> **Set task 1**
Answer these questions about the passage on indicator scaling:
(a) At what level is variable2 optimal?
(b) After truncation, what is the lowest and highest value the two-sided indicator can take?
(c) Around which reference values is the sigmoid function less sensitive to changes?
> **Set task 2**
Pick up the passage on indicator scaling after its final sentence and continue it.

20.4 Two-sided indicator
An indicator may have an optimum value somewhere in the middle of its range, rather than a max or min value. You can then define a two-sided indicator. Lets say that variable2
is optimal when its at a level of 30, and values either lower or high are both bad.
dat$referenceMid2 <- 30
dat$indicator2_twoSided <- ifelse(
dat$variable2<dat$referenceMid2,
(dat$variable2-dat$referenceLow2)/(dat$referenceMid2-dat$referenceLow2),
((dat$variable2-dat$referenceMid2)/(dat$referenceHigh2-dat$referenceMid2))*(-1)+1
)
# truncating
dat$indicator2_twoSided[dat$indicator2_twoSided<0] <- 0
dat$indicator2_twoSided[dat$indicator2_twoSided>1] <- 1
ggplot(dat)+
geom_point(
aes(x = variable2, y = indicator2_twoSided, fill = indicator2_twoSided),
colour = myColour,
size = mySize,
alpha = myAlpha,
shape = myShape)+
geom_vline(xintercept = dat$referenceMid2[1],
linetype = "dashed",
size =2)+
geom_vline(xintercept = dat$referenceLow2[1],
linetype = "dashed",
size =2)+
geom_vline(xintercept = dat$referenceHigh2[1],
linetype = "dashed",
size =2)+
ylab("Indicator values")+
xlab("Variable values")+
scale_fill_gradient("Indicator values", low = low, high = high)
20.5 Sigmoid transformation
There are many other, non-linear ways to normalise an indicator. The correct choice for scaling function varies between indicators and depends on the nature of the indicator and what it represents, but also on the uncertainty around the reference values. Personally, I think the sigmoid function often makes a lot a sense. It is less sensitive to changes around the min and max reference values. A slight deviation from the reference condition should perhaps not often not be described as a true reduction in condition. This is true for example when reference communities (ecosystems defined as having, or representing, good condition) themselves show variation in the variable values, yet the reference value is fixed. A linear scaling will in these cases lead to what is referred to as underestimation biaz (making thing look worse than they really are).

> **Information provided**

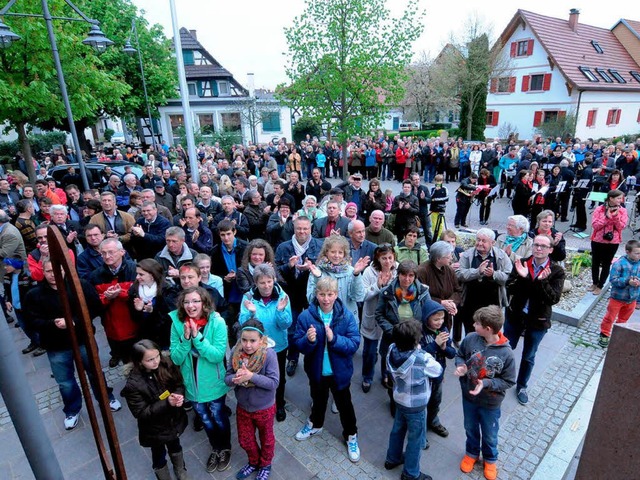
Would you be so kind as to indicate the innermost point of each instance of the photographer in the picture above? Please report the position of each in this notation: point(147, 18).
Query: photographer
point(608, 221)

> **Answer 1**
(a) 30
(b) 0 and 1
(c) The min and max reference values

> **Answer 2**
The equation for the sigmoid transformation that I use here comes from Oliver at al. (2021); Eq. 1, Supplemetary Information S2.
dat$indicator1_sigmoid <- 100.68*(1-exp(-5*(dat$indicator1_LowHigh)^2.5))/100
Finding the transformed indicator value when the variable equals the threshold
sigmoid_thr <- 100.68*(1-exp(-5*((dat$thr1[1]-dat$referenceLow1[1])/(dat$referenceHigh1[1]-dat$referenceLow1[1]))^2.5))/100
ggplot(dat)+
geom_point(
aes(x = variable1, y = indicator1_sigmoid, fill = indicator1_sigmoid),
colour = myColour,
size = mySize,
alpha = myAlpha,
shape = myShape)+
geom_vline(xintercept = dat$referenceLow1[1],
linetype = "dashed",
size =2)+
geom_vline(xintercept = dat$referenceHigh1[1],
linetype = "dashed",
size =2)+
geom_segment(aes(x = thr1, y = 0, xend = thr1, yend = sigmoid_thr),
linetype="solid",
size=1)+
geom_segment(aes(x = 0, y = sigmoid_thr, xend = thr1, yend = sigmoid_thr),
linetype="solid",
size=1)+
ylab("Indicator values")+
xlab("Variable values")+
scale_fill_gradient("Indicator values", low = low, high = high)
The solid helperlines point to the indicator value where the variable value equals the threshold. Later we will shift the values so that the indicator value becomes 0.6 at this point.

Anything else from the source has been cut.